● **AIM OF THE EXERCISE**
Your output must consist solely of the lines from the one containing "Reviewer note: every instance of the woman" through the end of the records, reproduced exactly.
* START EXTRACTED MATERIAL *
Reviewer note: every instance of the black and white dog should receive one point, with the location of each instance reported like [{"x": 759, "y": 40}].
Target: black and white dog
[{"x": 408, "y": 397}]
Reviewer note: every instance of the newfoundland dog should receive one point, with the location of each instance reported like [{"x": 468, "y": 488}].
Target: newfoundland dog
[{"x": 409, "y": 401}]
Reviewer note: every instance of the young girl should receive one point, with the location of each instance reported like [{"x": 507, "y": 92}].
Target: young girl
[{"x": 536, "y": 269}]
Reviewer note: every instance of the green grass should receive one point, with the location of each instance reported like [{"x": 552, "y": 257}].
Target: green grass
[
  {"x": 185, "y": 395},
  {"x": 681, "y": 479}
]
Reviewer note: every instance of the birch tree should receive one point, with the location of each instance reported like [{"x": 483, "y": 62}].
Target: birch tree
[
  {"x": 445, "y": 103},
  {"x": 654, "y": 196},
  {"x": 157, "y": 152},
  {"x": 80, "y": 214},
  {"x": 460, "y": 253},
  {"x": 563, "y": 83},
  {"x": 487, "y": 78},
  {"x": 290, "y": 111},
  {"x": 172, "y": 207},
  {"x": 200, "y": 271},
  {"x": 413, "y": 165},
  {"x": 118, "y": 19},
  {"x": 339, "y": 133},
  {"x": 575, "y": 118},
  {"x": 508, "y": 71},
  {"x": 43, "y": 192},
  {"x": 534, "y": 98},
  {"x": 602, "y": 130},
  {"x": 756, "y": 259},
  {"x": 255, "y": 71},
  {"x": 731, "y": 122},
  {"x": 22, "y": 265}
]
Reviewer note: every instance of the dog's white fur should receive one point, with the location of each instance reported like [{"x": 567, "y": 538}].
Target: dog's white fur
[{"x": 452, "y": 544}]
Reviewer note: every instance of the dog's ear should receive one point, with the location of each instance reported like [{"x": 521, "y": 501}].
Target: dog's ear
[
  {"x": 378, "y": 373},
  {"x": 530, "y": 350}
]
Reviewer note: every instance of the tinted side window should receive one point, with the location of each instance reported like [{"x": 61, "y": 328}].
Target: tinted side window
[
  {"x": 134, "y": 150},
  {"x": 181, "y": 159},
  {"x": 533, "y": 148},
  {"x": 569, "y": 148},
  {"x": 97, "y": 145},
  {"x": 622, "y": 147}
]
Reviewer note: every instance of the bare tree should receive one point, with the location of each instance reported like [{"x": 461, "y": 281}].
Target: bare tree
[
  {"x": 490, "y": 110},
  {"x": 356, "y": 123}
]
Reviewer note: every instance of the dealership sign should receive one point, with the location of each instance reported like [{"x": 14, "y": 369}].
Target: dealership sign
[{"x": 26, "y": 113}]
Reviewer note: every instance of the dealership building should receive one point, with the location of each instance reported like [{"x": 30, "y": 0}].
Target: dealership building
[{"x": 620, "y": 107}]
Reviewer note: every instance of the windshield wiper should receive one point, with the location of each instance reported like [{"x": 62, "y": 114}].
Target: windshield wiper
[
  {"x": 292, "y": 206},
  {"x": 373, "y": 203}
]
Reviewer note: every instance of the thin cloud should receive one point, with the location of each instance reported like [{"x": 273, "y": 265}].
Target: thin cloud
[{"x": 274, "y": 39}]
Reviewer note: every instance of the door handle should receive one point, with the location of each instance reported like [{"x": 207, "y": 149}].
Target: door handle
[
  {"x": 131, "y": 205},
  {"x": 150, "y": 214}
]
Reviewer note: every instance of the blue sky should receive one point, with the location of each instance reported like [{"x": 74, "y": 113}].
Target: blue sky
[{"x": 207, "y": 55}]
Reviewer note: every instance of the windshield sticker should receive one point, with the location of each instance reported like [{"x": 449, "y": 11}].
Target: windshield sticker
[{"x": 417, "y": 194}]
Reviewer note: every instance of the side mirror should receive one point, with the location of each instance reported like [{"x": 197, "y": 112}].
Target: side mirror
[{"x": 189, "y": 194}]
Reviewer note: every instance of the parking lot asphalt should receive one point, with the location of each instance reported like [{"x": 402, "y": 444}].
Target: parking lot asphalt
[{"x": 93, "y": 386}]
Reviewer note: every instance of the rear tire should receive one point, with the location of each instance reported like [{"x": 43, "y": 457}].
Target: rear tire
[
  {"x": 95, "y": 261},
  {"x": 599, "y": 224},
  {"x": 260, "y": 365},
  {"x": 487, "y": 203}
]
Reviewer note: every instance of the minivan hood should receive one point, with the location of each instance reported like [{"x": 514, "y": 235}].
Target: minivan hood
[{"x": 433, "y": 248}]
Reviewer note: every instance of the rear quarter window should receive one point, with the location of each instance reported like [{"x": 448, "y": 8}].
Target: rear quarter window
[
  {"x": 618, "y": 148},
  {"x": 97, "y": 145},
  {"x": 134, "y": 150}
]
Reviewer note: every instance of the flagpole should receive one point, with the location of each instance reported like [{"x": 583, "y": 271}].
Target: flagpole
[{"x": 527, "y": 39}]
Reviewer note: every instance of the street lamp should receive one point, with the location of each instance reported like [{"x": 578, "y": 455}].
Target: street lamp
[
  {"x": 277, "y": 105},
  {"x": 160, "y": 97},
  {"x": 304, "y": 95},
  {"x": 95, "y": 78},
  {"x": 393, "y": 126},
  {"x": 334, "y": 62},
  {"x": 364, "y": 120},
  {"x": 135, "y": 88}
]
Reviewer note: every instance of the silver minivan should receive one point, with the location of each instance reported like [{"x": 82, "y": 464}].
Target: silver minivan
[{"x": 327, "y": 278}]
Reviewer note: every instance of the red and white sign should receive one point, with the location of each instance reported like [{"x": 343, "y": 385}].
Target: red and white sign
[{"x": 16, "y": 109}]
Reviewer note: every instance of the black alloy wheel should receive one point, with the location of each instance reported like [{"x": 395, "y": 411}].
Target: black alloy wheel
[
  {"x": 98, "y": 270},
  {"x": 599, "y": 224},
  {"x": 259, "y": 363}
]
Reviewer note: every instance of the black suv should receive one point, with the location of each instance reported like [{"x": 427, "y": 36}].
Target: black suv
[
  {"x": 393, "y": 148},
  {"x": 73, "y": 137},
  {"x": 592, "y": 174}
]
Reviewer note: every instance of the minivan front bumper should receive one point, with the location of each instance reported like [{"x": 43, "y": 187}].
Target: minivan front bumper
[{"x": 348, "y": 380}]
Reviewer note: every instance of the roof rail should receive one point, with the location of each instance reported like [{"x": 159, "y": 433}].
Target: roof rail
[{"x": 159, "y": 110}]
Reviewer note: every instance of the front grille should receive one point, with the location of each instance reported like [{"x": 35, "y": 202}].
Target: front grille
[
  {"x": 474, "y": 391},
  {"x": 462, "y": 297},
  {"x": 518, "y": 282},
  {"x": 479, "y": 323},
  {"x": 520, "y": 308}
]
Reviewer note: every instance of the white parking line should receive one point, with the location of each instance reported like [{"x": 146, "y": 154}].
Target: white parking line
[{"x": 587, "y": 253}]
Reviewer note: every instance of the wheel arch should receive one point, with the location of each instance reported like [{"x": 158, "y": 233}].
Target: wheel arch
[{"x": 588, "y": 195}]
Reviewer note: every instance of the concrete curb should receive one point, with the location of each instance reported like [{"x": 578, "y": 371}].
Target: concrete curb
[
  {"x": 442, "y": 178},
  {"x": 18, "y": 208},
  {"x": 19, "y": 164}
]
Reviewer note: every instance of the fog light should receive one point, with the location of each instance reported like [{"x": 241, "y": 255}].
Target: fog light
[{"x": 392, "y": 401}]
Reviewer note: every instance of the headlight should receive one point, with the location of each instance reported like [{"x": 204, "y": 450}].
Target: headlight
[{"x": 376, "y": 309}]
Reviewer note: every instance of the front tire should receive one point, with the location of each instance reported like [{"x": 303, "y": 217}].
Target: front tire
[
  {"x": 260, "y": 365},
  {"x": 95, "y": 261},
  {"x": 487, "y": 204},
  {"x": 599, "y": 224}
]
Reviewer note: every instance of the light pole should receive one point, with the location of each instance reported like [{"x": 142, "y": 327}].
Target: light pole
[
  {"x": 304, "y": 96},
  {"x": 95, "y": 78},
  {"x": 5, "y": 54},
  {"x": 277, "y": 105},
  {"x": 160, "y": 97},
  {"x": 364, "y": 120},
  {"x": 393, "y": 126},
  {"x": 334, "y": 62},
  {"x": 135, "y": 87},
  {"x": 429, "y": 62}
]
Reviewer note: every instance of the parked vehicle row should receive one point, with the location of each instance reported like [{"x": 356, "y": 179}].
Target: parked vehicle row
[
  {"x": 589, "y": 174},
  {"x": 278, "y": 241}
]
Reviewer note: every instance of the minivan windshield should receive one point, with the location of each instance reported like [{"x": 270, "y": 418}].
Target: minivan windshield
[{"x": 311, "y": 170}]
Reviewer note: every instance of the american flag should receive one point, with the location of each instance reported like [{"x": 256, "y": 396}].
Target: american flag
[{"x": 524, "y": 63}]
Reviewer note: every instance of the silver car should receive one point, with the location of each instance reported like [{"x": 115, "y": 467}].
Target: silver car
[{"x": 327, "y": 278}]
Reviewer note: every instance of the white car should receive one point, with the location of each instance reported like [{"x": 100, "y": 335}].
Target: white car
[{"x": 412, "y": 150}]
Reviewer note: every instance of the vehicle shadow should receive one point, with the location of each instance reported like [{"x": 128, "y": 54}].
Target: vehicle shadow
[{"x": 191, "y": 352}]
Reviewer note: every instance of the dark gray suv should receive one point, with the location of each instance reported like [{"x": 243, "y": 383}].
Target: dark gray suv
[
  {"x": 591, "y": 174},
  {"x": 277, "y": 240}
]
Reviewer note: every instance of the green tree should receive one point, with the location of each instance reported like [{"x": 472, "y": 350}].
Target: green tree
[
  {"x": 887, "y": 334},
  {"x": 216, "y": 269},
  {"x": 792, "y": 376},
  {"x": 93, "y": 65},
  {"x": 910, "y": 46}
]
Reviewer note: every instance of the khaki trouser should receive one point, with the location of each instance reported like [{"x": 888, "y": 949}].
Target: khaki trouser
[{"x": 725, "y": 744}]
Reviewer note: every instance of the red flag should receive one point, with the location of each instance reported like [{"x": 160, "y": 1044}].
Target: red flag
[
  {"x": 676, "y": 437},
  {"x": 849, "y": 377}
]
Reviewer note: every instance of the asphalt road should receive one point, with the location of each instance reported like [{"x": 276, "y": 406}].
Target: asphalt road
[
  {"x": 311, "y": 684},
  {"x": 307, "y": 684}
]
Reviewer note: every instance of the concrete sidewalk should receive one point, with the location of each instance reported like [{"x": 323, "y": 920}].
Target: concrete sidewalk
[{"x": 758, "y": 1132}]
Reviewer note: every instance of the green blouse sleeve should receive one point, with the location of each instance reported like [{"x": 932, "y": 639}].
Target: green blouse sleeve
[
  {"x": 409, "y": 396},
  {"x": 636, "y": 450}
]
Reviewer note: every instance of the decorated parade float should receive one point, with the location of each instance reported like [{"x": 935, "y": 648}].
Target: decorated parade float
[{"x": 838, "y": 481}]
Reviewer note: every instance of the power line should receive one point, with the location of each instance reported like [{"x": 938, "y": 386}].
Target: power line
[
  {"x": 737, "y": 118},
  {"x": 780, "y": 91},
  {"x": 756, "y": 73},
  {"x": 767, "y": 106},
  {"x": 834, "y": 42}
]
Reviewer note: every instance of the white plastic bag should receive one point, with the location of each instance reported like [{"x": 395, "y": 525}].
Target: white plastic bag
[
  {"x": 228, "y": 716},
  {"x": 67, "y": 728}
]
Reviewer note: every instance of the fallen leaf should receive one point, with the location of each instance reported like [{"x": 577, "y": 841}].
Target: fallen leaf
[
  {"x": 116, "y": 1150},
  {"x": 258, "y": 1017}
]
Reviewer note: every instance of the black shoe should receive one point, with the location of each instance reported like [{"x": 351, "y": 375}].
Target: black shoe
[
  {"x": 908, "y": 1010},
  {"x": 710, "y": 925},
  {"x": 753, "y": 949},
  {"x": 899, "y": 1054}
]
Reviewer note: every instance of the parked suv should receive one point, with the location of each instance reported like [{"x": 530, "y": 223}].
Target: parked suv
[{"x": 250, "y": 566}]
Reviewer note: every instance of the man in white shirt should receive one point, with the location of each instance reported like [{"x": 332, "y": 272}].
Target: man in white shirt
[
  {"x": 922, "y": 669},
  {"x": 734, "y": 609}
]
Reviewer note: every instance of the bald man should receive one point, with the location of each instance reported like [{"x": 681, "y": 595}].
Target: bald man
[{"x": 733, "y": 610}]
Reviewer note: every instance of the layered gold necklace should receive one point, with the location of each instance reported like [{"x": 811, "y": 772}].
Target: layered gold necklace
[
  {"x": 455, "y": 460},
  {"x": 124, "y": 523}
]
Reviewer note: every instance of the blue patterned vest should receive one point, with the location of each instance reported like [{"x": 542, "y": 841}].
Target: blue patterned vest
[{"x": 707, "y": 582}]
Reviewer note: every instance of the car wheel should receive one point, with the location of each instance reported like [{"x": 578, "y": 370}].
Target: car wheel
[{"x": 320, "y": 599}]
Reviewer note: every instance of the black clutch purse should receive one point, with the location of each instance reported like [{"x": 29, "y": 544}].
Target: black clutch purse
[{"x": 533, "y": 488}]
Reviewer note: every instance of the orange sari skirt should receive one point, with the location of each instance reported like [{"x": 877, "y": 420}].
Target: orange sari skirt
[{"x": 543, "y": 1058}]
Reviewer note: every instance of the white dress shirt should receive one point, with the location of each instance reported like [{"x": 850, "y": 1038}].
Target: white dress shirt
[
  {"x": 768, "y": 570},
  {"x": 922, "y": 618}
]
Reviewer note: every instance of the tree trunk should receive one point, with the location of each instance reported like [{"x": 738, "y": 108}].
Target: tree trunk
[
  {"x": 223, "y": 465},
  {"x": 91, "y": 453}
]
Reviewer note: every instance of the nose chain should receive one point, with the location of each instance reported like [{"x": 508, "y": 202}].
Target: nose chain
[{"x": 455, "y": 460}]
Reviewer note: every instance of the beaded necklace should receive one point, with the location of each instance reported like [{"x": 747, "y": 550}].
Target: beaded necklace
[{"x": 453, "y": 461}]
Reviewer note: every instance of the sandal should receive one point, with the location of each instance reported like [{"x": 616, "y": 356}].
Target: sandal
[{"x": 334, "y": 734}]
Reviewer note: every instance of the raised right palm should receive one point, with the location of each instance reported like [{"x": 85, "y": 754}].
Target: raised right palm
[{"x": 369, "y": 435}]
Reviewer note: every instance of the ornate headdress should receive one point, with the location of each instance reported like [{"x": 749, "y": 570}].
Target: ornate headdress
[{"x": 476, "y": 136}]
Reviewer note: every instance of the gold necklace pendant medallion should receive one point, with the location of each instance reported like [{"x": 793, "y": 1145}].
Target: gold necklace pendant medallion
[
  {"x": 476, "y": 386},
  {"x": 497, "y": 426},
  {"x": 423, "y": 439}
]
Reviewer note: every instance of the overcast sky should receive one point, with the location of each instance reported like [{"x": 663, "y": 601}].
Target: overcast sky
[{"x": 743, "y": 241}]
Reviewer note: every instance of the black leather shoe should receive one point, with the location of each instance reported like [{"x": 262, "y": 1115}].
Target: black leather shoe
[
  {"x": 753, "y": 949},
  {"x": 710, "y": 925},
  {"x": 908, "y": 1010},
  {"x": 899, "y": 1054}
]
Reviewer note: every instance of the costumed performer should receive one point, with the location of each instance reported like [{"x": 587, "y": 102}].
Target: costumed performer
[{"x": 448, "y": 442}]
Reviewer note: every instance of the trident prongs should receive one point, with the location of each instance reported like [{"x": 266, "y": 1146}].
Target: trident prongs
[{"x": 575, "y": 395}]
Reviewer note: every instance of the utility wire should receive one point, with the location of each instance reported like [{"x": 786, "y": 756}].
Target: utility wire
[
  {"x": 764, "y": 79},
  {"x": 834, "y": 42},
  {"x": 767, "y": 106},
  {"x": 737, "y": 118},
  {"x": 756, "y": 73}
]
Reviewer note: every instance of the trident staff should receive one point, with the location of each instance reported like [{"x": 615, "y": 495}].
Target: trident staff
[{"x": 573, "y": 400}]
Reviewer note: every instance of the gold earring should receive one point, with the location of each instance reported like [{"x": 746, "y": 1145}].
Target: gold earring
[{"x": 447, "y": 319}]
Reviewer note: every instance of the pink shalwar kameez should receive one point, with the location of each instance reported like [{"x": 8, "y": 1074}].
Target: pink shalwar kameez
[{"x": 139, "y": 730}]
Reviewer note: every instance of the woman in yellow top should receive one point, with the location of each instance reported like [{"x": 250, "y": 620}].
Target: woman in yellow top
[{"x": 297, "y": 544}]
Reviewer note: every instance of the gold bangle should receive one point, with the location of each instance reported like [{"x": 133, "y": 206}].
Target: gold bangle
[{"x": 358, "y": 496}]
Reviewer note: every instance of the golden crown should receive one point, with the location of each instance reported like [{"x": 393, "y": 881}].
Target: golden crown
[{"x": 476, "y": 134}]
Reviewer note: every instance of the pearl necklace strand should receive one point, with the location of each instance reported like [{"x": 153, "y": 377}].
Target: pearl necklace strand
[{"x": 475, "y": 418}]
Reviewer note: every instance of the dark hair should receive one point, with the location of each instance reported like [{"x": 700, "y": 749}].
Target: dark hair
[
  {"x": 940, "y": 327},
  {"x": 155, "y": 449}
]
* END EXTRACTED MATERIAL *
● **WRITTEN SOLUTION**
Reviewer note: every instance of the woman in yellow top should receive one point, with the location of each instance reported like [{"x": 250, "y": 620}].
Target: woman in yellow top
[{"x": 297, "y": 544}]
Reviewer note: every instance of the gold bangle should receive one point, with the location of each instance reported like [{"x": 133, "y": 206}].
Target: gold bangle
[{"x": 358, "y": 496}]
Reviewer note: every instance of the golden crown should receive one point, with the location of each instance reported like [{"x": 393, "y": 881}].
Target: golden crown
[{"x": 476, "y": 134}]
Reviewer note: every instance of the pearl necklace strand should receive one point, with the location of each instance reported like [{"x": 153, "y": 377}].
Target: pearl necklace strand
[{"x": 475, "y": 418}]
Reviewer note: every instance of the dark hair should receive one point, with the location of each instance reported like [{"x": 700, "y": 749}].
Target: dark hair
[
  {"x": 940, "y": 327},
  {"x": 155, "y": 449}
]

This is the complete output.